### RECORDS FOR THE TASK
-.-.-

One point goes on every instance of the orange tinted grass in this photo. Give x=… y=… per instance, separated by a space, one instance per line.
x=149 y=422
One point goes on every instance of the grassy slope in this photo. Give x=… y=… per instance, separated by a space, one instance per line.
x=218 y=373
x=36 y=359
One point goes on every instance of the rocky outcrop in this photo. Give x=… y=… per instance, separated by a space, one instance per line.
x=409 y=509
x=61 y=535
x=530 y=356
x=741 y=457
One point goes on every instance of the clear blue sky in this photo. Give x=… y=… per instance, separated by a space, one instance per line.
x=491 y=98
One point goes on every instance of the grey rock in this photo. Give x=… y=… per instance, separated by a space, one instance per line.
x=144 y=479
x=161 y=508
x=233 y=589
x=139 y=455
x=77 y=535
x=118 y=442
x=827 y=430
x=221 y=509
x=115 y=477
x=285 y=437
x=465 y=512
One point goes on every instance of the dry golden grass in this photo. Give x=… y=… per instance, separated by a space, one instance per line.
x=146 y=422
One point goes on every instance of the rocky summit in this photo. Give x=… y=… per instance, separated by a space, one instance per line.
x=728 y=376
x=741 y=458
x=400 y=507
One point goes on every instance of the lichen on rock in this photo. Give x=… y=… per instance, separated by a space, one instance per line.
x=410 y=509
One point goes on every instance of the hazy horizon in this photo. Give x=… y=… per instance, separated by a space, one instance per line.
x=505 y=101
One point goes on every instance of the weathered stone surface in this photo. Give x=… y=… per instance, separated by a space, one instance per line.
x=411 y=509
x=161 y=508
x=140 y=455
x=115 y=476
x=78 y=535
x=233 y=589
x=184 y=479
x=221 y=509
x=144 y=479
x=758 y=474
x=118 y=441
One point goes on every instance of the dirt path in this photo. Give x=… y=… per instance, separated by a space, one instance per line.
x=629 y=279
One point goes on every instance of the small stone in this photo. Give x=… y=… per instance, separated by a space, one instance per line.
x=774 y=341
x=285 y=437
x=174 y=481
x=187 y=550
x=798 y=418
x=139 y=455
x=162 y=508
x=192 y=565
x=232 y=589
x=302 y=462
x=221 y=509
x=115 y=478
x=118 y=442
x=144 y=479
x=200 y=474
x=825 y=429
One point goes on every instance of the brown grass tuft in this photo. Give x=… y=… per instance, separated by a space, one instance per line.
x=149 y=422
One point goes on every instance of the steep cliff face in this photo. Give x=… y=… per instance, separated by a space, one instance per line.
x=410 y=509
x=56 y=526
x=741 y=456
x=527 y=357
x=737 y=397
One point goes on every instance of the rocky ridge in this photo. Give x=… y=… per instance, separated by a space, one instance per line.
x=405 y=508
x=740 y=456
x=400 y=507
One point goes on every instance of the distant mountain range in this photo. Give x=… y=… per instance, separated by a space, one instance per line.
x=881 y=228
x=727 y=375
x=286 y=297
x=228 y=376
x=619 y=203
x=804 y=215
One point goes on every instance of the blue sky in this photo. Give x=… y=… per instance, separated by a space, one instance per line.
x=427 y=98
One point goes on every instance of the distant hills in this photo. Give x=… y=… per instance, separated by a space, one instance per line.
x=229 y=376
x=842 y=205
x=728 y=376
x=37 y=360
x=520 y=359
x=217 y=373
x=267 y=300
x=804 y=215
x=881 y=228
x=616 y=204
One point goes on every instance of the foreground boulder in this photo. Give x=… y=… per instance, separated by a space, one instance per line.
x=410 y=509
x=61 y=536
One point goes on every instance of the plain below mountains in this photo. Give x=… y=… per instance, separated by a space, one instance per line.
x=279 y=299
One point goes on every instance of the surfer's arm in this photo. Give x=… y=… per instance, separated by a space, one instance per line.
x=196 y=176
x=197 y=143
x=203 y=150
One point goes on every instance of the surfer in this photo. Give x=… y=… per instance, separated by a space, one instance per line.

-.-.-

Convert every line of the entries above into a JSON list of strings, one string per line, leaving out blank lines.

### RESPONSE TO THE EXERCISE
[
  "One point goes on every instance of the orange tinted grass in this photo. Give x=… y=… per instance, separated by a space, one instance per line.",
  "x=149 y=422",
  "One point goes on every instance of the grassy slope in this photo. Give x=… y=… per instance, separated by a space, one instance per line.",
  "x=218 y=373",
  "x=36 y=359",
  "One point goes on every instance of the rocky outcrop in this photo. Give x=… y=… per instance, separated by a space, one instance per line.",
  "x=409 y=509",
  "x=61 y=535",
  "x=530 y=356",
  "x=741 y=457",
  "One point goes on every instance of the clear blue sky in this photo. Give x=… y=… per instance, separated by a space, one instance per line.",
  "x=491 y=98",
  "One point goes on every instance of the grey rock in this photo. Give x=… y=… per instance, separated by a space, one instance per line.",
  "x=144 y=479",
  "x=161 y=508",
  "x=233 y=589",
  "x=139 y=455",
  "x=77 y=535",
  "x=118 y=442",
  "x=827 y=430",
  "x=221 y=509",
  "x=115 y=477",
  "x=285 y=437",
  "x=465 y=512",
  "One point goes on every instance of the dry golden grass in this photo. Give x=… y=… per instance, separated by a space, one instance per line.",
  "x=146 y=422",
  "One point goes on every instance of the rocky summit in this photo. Give x=… y=… per instance, separated by a space, one instance per line.",
  "x=728 y=376",
  "x=741 y=458",
  "x=400 y=507",
  "One point goes on every instance of the lichen on rock in this photo. Give x=… y=… per instance, separated by a space, one instance per line.",
  "x=410 y=509",
  "One point goes on every instance of the hazy horizon in this photo. Give x=… y=… per instance, separated by a space, one instance per line.",
  "x=505 y=101",
  "One point goes on every instance of the weathered stone surface in this photo. Give x=… y=… per instance, separated by a space, one instance per line.",
  "x=411 y=509",
  "x=161 y=508",
  "x=140 y=455",
  "x=115 y=476",
  "x=78 y=535",
  "x=233 y=589",
  "x=184 y=479",
  "x=221 y=509",
  "x=144 y=479",
  "x=758 y=474",
  "x=118 y=441",
  "One point goes on every instance of the dirt path in this photo. Give x=… y=… per instance, separated by a space, one instance per line.",
  "x=629 y=279",
  "One point goes on every instance of the small stone in this photo. Give x=… y=… per instance, separated by a space, one instance per line.",
  "x=774 y=341",
  "x=285 y=437",
  "x=174 y=481",
  "x=187 y=550",
  "x=798 y=418",
  "x=139 y=455",
  "x=162 y=508",
  "x=192 y=565",
  "x=232 y=589",
  "x=302 y=462",
  "x=221 y=509",
  "x=115 y=478",
  "x=118 y=442",
  "x=144 y=479",
  "x=200 y=474",
  "x=825 y=429",
  "One point goes on every instance of the brown grass tuft in this photo. Give x=… y=… per instance, separated by a space, one instance per line.",
  "x=149 y=422",
  "One point goes on every instance of the steep cliff face in this photo. Give x=… y=… per instance, separated by a space, one instance per line.",
  "x=410 y=509",
  "x=56 y=526",
  "x=741 y=456",
  "x=527 y=357",
  "x=737 y=397",
  "One point goes on every instance of the rocky ridge in this photo. Give x=… y=… per instance, separated by a space, one instance per line.",
  "x=405 y=508",
  "x=740 y=456",
  "x=400 y=507",
  "One point goes on every instance of the distant mountain range in this photo. Give x=… y=… per instance, separated by a space, one instance per line.",
  "x=881 y=228",
  "x=727 y=375",
  "x=286 y=297",
  "x=228 y=376",
  "x=619 y=203",
  "x=804 y=215",
  "One point goes on every instance of the blue sky in this photo. Give x=… y=… per instance, separated by a space, one instance per line.",
  "x=427 y=98",
  "One point goes on every instance of the distant hills in this photo. Give x=… y=… per instance, separated by a space, one instance per line.",
  "x=229 y=376",
  "x=842 y=205",
  "x=728 y=376",
  "x=37 y=360",
  "x=520 y=359",
  "x=217 y=373",
  "x=267 y=300",
  "x=804 y=215",
  "x=881 y=228",
  "x=616 y=204",
  "One point goes on every instance of the foreground boulder in this photo. Give x=… y=… per instance, separated by a space, one instance per line.",
  "x=410 y=509",
  "x=61 y=536",
  "One point goes on every instance of the plain below mountains in this photo. Give x=… y=… per instance, separated by a space, one instance per line.",
  "x=279 y=299",
  "One point goes on every instance of the surfer's arm in this photo. Give x=… y=… per instance, separated by a space, one instance per line.",
  "x=196 y=176",
  "x=197 y=143",
  "x=203 y=150",
  "One point goes on every instance of the surfer in this photo. Give x=… y=… per instance, separated by a space, one instance per line."
]